Continue the passage on Shaheed Bhagat Singh State University in Ferozepur, starting right after its last sentence.

PASSAGE SHOWN:
================================
State University in Ferozepur, Punjab

Shaheed Bhagat Singh State University (SBS State University), previously known as Shaheed Bhagat Singh State Technical Campus and Shaheed Bhagat Singh College of Engineering and Technology, is a state university located in Ferozepur, Punjab.

==Affiliation==
Shaheed Bhagat Singh State University (SBSSU) is approved by the All India Council for Technical Education (AICTE) and enjoys academic autonomy under the University Grants Commission (UGC) Act. Prior to attaining university status in 2021, the institute was affiliated with I. K. Gujral Punjab Technical University (IKGPTU), Jalandhar.

The university follows a semester-based academic system, with the academic year divided into two semesters: July/August to December (Odd Semester) and January to June/July (Even Semester). End-semester examinations are conducted at the conclusion of each term, and continuous assessment is carried out throughout the semester in accordance with the university’s academic regulations.

SBSSU is also governed by norms and standards laid down by national regulatory bodies such as the UGC, AICTE, and the Department of Technical Education and Industrial Training, Punjab.

== Academic departments and faculty ==

Shaheed Bhagat Singh State University (SBSSU), Ferozepur comprises academic departments in engineering, applied sciences, computer applications, agricultural sciences and polytechnic education. The university offers diploma, undergraduate, postgraduate and doctoral programmes in multiple disciplines.

=== Engineering and academic departments ===

==== Department of Civil Engineering ====

The Department of Civil Engineering offers undergraduate and postgraduate programmes in structural engineering, transportation engineering, environmental engineering, geotechnical engineering and construction technology. The department maintains specialised laboratories in surveying, fluid mechanics, transportation engineering, geotechnical engineering, structural analysis and concrete technology.

| Faculty member | Designation | Qualifications | Specialisation |
|---|---|---|---|
| Dr. Dapinder Deep Singh | Head of Department | Ph.D., M.E. Environmental Engineering, B.Tech. | Environmental Engineering |
| Dr. Bohar Singh | Associate Professor | Ph.D., M.Tech. Geotechnical Engineering | Geotechnical Engineering |
| Dr. Parampreet Kaur | Assistant Professor | Ph.D., M.Tech. | Soil Mechanics and Foundation Engineering |
| Dr. Gurpreet Singh | Assistant Professor | M.E. Highway Engineering | Highway Engineering |
| Er. Siddhant Chopra | Assistant Professor | M.Tech., B.Tech. | Structural Engineering |
| Gurtej Singh Sidhu | Assistant Professor | M.Tech. | Construction Engineering |

==== Department of Computer Science and Engineering ====

The Department of Computer Science and Engineering was established in 1996 and offers B.Tech., B.Tech. (Data Science), M.Tech., Ph.D. and postgraduate diploma programmes in Cyber Security. Research areas include artificial intelligence, machine learning, cloud computing, data science, software engineering and network security.
================================
INPUT DATA:
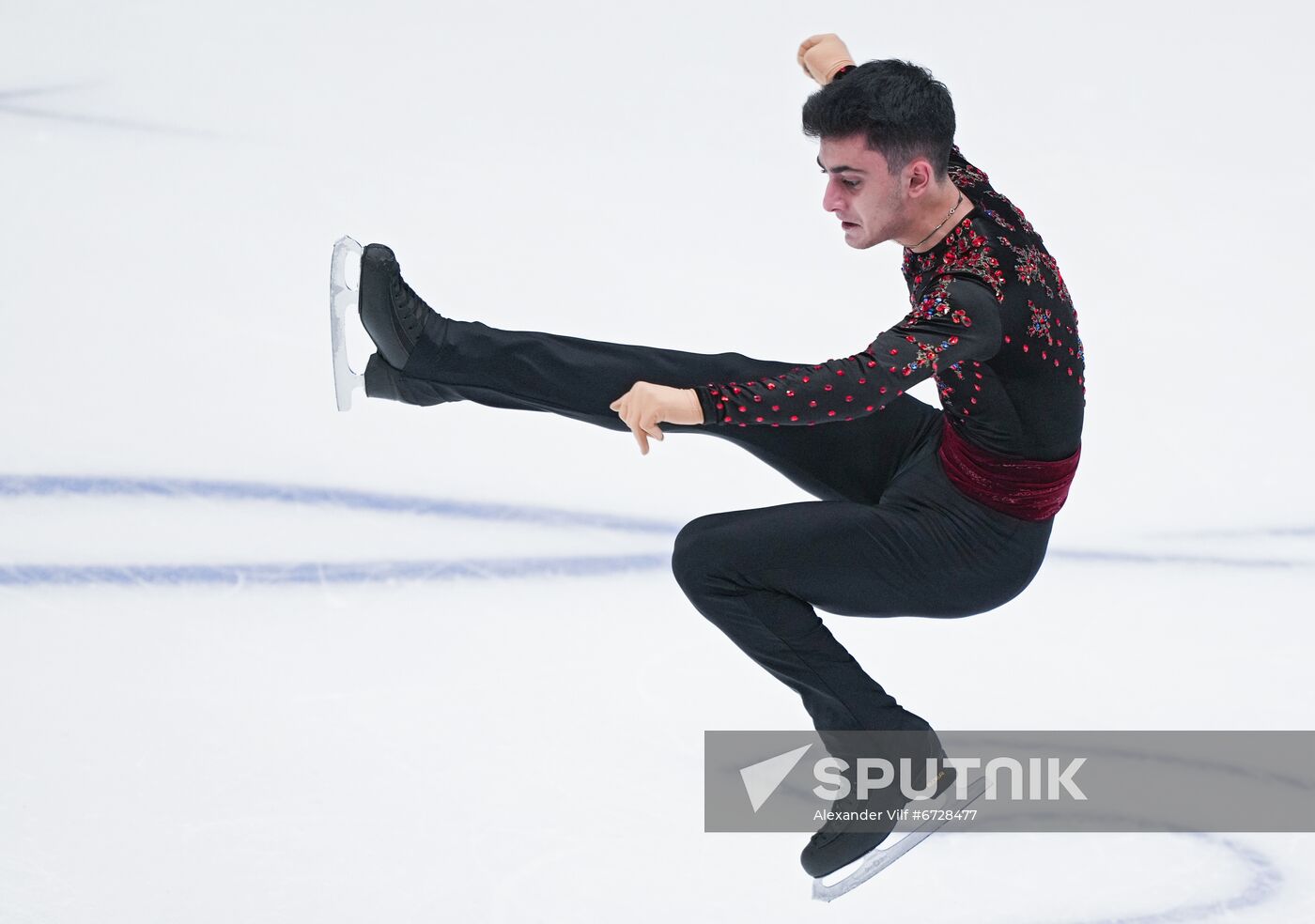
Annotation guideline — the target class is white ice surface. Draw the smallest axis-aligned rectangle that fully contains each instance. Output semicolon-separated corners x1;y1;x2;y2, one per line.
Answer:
0;0;1315;924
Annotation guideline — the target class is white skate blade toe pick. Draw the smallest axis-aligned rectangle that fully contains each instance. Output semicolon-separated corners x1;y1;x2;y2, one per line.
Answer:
329;237;365;410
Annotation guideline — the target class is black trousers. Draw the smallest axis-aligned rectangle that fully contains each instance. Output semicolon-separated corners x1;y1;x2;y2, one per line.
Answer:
365;316;1053;731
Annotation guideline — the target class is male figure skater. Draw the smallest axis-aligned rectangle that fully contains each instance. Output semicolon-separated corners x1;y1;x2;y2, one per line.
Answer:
333;34;1085;877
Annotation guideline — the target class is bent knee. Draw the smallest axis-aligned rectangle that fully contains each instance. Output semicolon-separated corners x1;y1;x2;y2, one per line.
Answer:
671;514;724;590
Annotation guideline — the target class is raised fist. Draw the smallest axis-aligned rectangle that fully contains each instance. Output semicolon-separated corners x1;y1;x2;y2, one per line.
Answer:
799;32;854;86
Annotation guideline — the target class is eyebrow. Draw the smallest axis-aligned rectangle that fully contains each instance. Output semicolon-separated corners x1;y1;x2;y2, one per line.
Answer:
818;154;868;174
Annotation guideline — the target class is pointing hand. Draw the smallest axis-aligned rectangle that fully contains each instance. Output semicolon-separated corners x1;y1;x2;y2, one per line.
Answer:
608;381;704;456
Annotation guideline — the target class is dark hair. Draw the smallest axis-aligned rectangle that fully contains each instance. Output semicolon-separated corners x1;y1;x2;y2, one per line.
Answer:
803;59;954;180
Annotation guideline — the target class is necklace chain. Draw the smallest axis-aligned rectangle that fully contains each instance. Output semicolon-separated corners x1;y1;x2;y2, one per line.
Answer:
908;190;964;250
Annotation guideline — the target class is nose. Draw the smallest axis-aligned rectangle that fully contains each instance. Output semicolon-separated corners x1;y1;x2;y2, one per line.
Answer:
822;177;844;211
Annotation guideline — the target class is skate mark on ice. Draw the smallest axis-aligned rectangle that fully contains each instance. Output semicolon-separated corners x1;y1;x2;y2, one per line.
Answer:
0;474;1315;586
1048;831;1283;924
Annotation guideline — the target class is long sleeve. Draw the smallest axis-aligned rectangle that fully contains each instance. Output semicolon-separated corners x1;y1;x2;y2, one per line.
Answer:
694;275;1002;427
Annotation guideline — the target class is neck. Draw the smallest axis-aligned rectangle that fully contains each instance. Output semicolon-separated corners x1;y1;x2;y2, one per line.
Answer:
897;181;973;254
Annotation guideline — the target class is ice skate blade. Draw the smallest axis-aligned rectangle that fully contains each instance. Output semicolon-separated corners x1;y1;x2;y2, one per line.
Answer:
812;777;986;901
329;237;365;410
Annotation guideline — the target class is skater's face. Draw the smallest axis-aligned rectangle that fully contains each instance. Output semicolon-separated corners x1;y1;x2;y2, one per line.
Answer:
818;134;935;250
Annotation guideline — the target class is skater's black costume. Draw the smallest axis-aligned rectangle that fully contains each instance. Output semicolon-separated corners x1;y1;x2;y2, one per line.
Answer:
363;147;1085;867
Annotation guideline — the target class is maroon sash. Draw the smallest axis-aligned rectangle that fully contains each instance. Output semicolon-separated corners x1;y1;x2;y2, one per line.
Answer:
939;417;1082;520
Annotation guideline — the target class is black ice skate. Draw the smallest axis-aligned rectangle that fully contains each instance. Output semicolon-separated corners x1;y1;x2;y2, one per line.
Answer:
329;238;440;410
799;754;986;901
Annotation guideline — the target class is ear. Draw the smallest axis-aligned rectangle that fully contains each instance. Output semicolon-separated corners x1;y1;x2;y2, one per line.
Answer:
904;158;936;196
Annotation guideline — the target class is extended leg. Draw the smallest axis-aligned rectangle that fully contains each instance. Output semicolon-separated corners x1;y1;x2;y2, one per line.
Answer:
349;244;940;503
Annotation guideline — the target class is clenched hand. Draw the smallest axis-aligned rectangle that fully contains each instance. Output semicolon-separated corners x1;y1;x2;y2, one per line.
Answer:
608;381;704;456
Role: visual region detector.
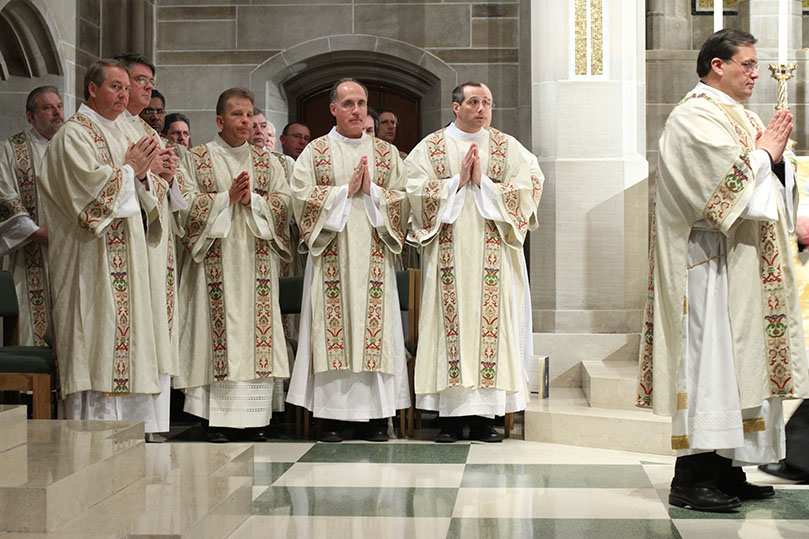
================================
RESPONSE BOX:
| Faculty member | Designation | Qualifications | Research interests / specialization |
|---|---|---|---|
| Dr. Sunny Behal | Associate Professor & Head of Department | Ph.D., M.Tech. (CSE), B.Tech. | Artificial Intelligence and Machine Learning |
| Dr. Daljeet Kaur | Associate Professor | Ph.D., M.Tech. (CSE) | Computer Science Engineering |
| Japinder Singh | Associate Professor | M.S., B.Tech. | Software Systems |
| Dr. Sonika Jindal | Associate Professor | Ph.D., M.Tech. | Data Analytics and Computing |
| Dr. Navtej Singh Ghumman | Associate Professor | Ph.D., M.E. | Cloud Computing and Networks |
| Dr. Vishal Arora | Assistant Professor | Ph.D., M.Tech. | Computer Engineering |
| Pawan Luthra | Assistant Professor | M.Tech. (CSE) | Software Development |
| Gagandeep Luthra | Assistant Professor | M.Tech. | Computer Networks |
| Ms. Parveen Kaur | Assistant Professor | M.Tech. | Software Engineering |
| Ms. Pallavi Bansal | Assistant Professor | M.Tech. (Computer Networks) | Computer Networks |
| Ms. Dolly | Assistant Professor | M.Tech. (CSE) | Data Science |
| Ms. Gurpreet Kaur | Assistant Professor | M.Tech. (CSE) | Computer Science |
| Avtar Singh Kainth | Lab Superintendent | MCA | Laboratory Administration |
| Davinder Monga | Computer Operator | MCA | Computer Operations |
| Naveen Chand | Technical Grade-II | M.Lib. & Information Science | Information Systems |
| Paramjit Singh | Junior Technician | Matriculation | Technical Support |
| Balwinder Singh | Technician Grade-I | Diploma in Mechanical Engineering | Technical Maintenance |
| Twinkle Mehto | Junior Technician | B.Tech. (CSE) | Technical Assistance |

==== Department of Electronics and Communication Engineering ====

The Department of Electronics and Communication Engineering conducts teaching and research in embedded systems, VLSI, signal processing, wireless communication and communication technologies.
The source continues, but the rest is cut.